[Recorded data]

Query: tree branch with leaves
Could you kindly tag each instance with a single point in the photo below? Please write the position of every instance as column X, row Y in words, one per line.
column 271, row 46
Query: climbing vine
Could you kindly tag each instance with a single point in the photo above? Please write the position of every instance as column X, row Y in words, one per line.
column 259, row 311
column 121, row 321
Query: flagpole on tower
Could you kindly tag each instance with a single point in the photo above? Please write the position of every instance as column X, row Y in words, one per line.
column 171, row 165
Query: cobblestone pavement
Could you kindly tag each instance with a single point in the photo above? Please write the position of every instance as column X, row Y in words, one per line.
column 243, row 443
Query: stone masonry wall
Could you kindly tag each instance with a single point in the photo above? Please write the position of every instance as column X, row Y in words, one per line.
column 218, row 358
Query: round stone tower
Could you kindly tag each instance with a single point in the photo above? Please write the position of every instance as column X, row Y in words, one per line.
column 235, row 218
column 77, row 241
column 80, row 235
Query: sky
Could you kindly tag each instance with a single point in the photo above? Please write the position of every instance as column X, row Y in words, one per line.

* **What to do**: For every line above that includes the string "Query", copy the line.

* **Completed exercise**:
Query: tree branch with leaves
Query: climbing vine
Query: flagpole on tower
Query: cobblestone pavement
Query: stone masonry wall
Query: round stone tower
Query: sky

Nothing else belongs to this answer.